▶ **To do**: Go through the listing below and repeat it exactly, dropping the pictures.

▶ **Data for analysis**:
- - - -

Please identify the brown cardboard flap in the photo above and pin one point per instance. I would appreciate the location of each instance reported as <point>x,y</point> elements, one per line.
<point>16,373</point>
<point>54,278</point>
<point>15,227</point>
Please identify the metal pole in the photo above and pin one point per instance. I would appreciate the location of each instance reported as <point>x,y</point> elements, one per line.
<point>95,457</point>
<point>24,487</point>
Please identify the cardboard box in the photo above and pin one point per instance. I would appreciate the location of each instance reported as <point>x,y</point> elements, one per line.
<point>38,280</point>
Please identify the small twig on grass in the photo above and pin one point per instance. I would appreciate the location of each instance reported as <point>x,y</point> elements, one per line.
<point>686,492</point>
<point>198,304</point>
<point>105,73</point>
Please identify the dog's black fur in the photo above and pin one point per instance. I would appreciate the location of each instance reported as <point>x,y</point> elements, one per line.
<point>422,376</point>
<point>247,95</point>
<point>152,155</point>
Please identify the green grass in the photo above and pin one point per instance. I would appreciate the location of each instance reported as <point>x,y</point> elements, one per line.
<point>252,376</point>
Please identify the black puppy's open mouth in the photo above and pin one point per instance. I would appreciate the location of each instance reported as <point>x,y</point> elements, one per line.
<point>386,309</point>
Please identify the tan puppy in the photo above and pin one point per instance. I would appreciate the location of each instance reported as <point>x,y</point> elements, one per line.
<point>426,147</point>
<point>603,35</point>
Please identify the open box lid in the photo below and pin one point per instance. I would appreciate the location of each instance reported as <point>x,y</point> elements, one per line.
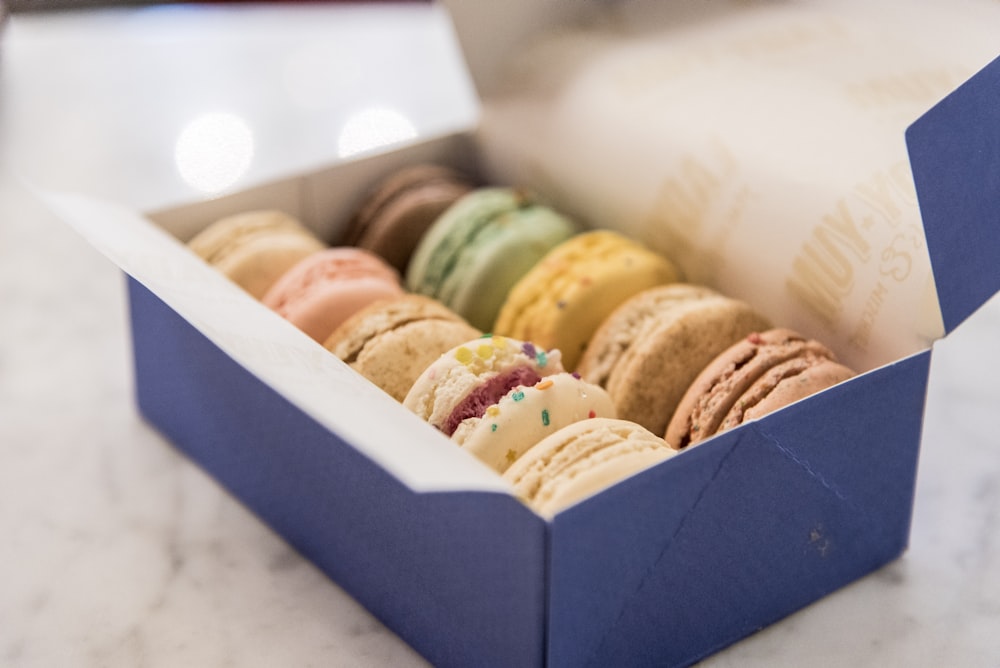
<point>955,156</point>
<point>759,146</point>
<point>175,278</point>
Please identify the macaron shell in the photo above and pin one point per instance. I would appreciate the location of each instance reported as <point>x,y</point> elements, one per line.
<point>785,384</point>
<point>494,260</point>
<point>469,367</point>
<point>672,341</point>
<point>627,324</point>
<point>526,415</point>
<point>395,359</point>
<point>320,292</point>
<point>254,249</point>
<point>399,212</point>
<point>348,340</point>
<point>478,249</point>
<point>561,302</point>
<point>582,459</point>
<point>738,383</point>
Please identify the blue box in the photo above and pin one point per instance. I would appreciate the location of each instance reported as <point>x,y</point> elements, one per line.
<point>664,568</point>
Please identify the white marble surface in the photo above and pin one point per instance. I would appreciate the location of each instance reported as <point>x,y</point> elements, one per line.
<point>117,551</point>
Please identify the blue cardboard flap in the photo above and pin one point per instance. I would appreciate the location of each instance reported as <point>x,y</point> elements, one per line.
<point>955,155</point>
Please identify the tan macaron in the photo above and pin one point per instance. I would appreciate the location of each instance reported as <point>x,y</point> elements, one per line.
<point>254,249</point>
<point>391,342</point>
<point>757,375</point>
<point>582,459</point>
<point>653,346</point>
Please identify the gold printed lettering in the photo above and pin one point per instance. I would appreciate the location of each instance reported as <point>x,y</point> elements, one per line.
<point>873,305</point>
<point>877,194</point>
<point>842,222</point>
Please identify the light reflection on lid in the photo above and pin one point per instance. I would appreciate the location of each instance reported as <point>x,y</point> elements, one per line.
<point>213,151</point>
<point>373,128</point>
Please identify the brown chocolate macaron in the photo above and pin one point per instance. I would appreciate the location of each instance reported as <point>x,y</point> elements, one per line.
<point>393,218</point>
<point>754,377</point>
<point>391,342</point>
<point>650,349</point>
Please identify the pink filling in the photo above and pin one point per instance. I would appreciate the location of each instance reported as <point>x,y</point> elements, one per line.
<point>487,394</point>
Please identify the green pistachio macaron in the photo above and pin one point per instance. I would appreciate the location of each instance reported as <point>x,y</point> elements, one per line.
<point>479,247</point>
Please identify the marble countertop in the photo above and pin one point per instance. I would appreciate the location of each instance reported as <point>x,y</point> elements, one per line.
<point>118,551</point>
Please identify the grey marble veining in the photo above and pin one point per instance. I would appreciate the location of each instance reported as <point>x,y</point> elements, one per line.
<point>117,551</point>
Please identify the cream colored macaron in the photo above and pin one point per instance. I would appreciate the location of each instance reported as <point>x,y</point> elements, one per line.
<point>471,377</point>
<point>526,415</point>
<point>255,248</point>
<point>392,341</point>
<point>582,459</point>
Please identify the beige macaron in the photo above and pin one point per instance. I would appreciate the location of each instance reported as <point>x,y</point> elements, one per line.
<point>255,248</point>
<point>392,341</point>
<point>757,375</point>
<point>651,348</point>
<point>582,459</point>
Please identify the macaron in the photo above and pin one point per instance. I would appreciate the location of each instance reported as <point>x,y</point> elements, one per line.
<point>478,249</point>
<point>471,377</point>
<point>582,459</point>
<point>255,248</point>
<point>390,342</point>
<point>324,289</point>
<point>527,414</point>
<point>760,374</point>
<point>650,349</point>
<point>565,297</point>
<point>396,214</point>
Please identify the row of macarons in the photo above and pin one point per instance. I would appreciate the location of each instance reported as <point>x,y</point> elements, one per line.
<point>595,340</point>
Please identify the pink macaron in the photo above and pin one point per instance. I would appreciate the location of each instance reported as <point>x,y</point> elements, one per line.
<point>324,289</point>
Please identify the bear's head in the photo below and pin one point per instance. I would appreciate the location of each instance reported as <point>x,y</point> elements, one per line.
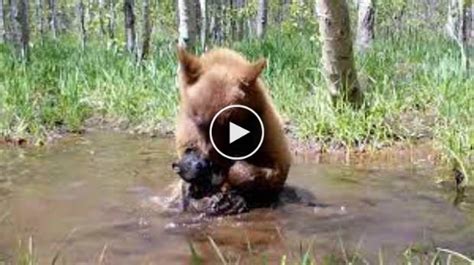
<point>219,78</point>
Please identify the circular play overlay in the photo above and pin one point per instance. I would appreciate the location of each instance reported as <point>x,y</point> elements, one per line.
<point>240,137</point>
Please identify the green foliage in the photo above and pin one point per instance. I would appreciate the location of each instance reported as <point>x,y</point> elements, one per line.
<point>414,86</point>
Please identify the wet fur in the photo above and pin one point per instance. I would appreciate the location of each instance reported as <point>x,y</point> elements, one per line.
<point>217,79</point>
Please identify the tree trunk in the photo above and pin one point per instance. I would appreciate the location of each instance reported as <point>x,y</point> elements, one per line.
<point>111,24</point>
<point>129,25</point>
<point>146,30</point>
<point>82,23</point>
<point>453,21</point>
<point>239,24</point>
<point>204,28</point>
<point>187,23</point>
<point>101,19</point>
<point>19,12</point>
<point>365,25</point>
<point>3,30</point>
<point>337,51</point>
<point>465,32</point>
<point>262,18</point>
<point>459,27</point>
<point>24,27</point>
<point>53,18</point>
<point>39,17</point>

- - - -

▶ **Response below**:
Please identify the brown cardboard flap in the photo above and pin one point per instance. I would appreciate the location of each instance reported as <point>x,y</point> elements, one per line.
<point>16,373</point>
<point>54,278</point>
<point>15,227</point>
Please identify the metal pole in the photo above and pin one point per instance. I would appreciate the location of each instance reported as <point>x,y</point> elements, one per line.
<point>95,457</point>
<point>24,487</point>
Please identify the cardboard box in the photo above and pin one point per instance. I would appreciate the location of each instance reported as <point>x,y</point> elements, one per line.
<point>38,280</point>
Please identify the small twig on grass in the photo above and pin one point per instance. I would appreciate the location of each instance reported as <point>x,y</point> elements, one per line.
<point>686,492</point>
<point>198,304</point>
<point>105,73</point>
Please identify the dog's black fur in the photo above and pin one point per instance. I would appreciate the location of each instance reported as <point>x,y</point> elements, one per line.
<point>422,376</point>
<point>247,95</point>
<point>152,155</point>
Please identify the green grass in the photo above and pin one point per instance. I would appreciate the location of each instance reported as <point>x,y</point> elements, one per line.
<point>252,376</point>
Please identify the black puppy's open mouth in the photo above and pin one point per instance. I would appreciate the location of each instance reported as <point>x,y</point> elements, one per line.
<point>386,309</point>
Please identify the tan puppy in the photo above and pin one point per instance. I would appreciate the location of each instance reported as <point>x,y</point> elements, one per line.
<point>426,147</point>
<point>603,35</point>
Please identify the open box lid in the photo below and pin one point per instance. I would appreciate the location of each instance reported as <point>x,y</point> elements, one per line.
<point>955,156</point>
<point>759,146</point>
<point>175,278</point>
Please identify the macaron shell in the photo above and pin one point per instance. I would appreciate the location of each instance reported as <point>x,y</point> elements, one per line.
<point>785,384</point>
<point>494,260</point>
<point>469,367</point>
<point>672,341</point>
<point>627,324</point>
<point>526,415</point>
<point>395,359</point>
<point>320,292</point>
<point>254,249</point>
<point>399,212</point>
<point>348,340</point>
<point>478,249</point>
<point>561,302</point>
<point>582,459</point>
<point>738,383</point>
Please identify the blue box in the photo above and pin one point per instance. I would appreciate the location of each instance reported as <point>x,y</point> elements, one per line.
<point>664,568</point>
Please identify the white marble surface in the photo above and pin one point per instance. I would appreciate the location of each instance reported as <point>x,y</point> elements, one per line.
<point>117,551</point>
Please identify the blue cardboard flap in the photo above and pin one point per instance. I would appreciate the location of each instance reported as <point>x,y</point> elements, one per line.
<point>955,155</point>
Please identify the tan macaron in the photo above and pin one point per instance. I would appreciate the location of each instance reported as <point>x,y</point> elements, one per line.
<point>254,249</point>
<point>391,342</point>
<point>757,375</point>
<point>582,459</point>
<point>653,346</point>
Please identify the gold printed lettering in the photo above and pin one point per instance. I would appreciate the location of each instance reported as <point>x,y</point> elements, one per line.
<point>873,305</point>
<point>877,194</point>
<point>842,222</point>
Please identify the light reflection on lid in the photo above and pin one point per instance. I would appreciate the location of each instance reported as <point>x,y</point> elements, one per line.
<point>213,151</point>
<point>373,128</point>
Please identify the brown chocolate macaron in the photo above and pin one point per instance. I would appreciate the location of each instance reported as <point>x,y</point> elements, one per line.
<point>393,218</point>
<point>754,377</point>
<point>391,342</point>
<point>650,349</point>
Please identify the pink filling in the photo above and pin one point per instance. I would appreciate the location of each instance reported as <point>x,y</point> elements, one per line.
<point>487,394</point>
Please identify the green pistachio macaron in the photo above and pin one point per instance. I would appreciate the location of each instance reported as <point>x,y</point> elements, one per line.
<point>479,247</point>
Please identify the marble countertop in the photo above and pin one point per instance. I would appreciate the location of each instance reported as <point>x,y</point> elements, one per line.
<point>118,551</point>
Please identify the grey marble veining in the photo above and pin one point per instance. I would appreciate the location of each instance reported as <point>x,y</point> elements, one per line.
<point>117,551</point>
Please identify the cream colored macaron in the photo above and pin one point per instance. I would appreciate the location of each instance reported as <point>x,y</point> elements, one per line.
<point>471,377</point>
<point>526,415</point>
<point>255,248</point>
<point>392,341</point>
<point>582,459</point>
Please identify the beige macaron in the photo above and pin one point per instance. I would appreciate the location of each instance reported as <point>x,y</point> elements, one per line.
<point>255,248</point>
<point>392,341</point>
<point>757,375</point>
<point>651,348</point>
<point>582,459</point>
Please identify the macaron in the photo above and pin one point per instance. I would appreciate the location of each instance reported as <point>x,y</point> elements, one per line.
<point>478,249</point>
<point>471,377</point>
<point>582,459</point>
<point>255,248</point>
<point>390,342</point>
<point>324,289</point>
<point>527,414</point>
<point>760,374</point>
<point>650,349</point>
<point>565,297</point>
<point>396,214</point>
Please identify the row of macarons in the photo above and pin one point per instance. I would appreciate the location of each instance reported as <point>x,y</point> elements, one per line.
<point>595,340</point>
Please identify the pink macaron in the photo above and pin one point per instance. I would appreciate the location of each instance reported as <point>x,y</point> elements, one per line.
<point>324,289</point>
Please identify the bear's head in the photo below and pin one point per instance. I would appreciate the location of each instance reported as <point>x,y</point> elements, one per line.
<point>219,78</point>
Please identify the circular play overlay in the photo above and pin one point per instance. I would appreciate the location of each instance reported as <point>x,y</point> elements, one per line.
<point>240,137</point>
Please identify the green foliage in the photo above and pin one point per instance. I would appreciate the location of each instance reported as <point>x,y</point> elements, one per line.
<point>414,86</point>
Please identify the wet fur in the photo above and pin one point per instance. I would appreciate the location of each instance reported as <point>x,y</point> elements, one per line.
<point>217,79</point>
Please identify the tree trunk in the photo above and pin one point per instance. I would appreciate the location of each instance reported as <point>x,y</point> elements, one per line.
<point>111,24</point>
<point>129,25</point>
<point>146,30</point>
<point>82,23</point>
<point>453,21</point>
<point>239,24</point>
<point>204,28</point>
<point>187,23</point>
<point>101,19</point>
<point>19,12</point>
<point>365,25</point>
<point>3,30</point>
<point>337,51</point>
<point>465,32</point>
<point>262,18</point>
<point>459,27</point>
<point>24,27</point>
<point>53,18</point>
<point>39,17</point>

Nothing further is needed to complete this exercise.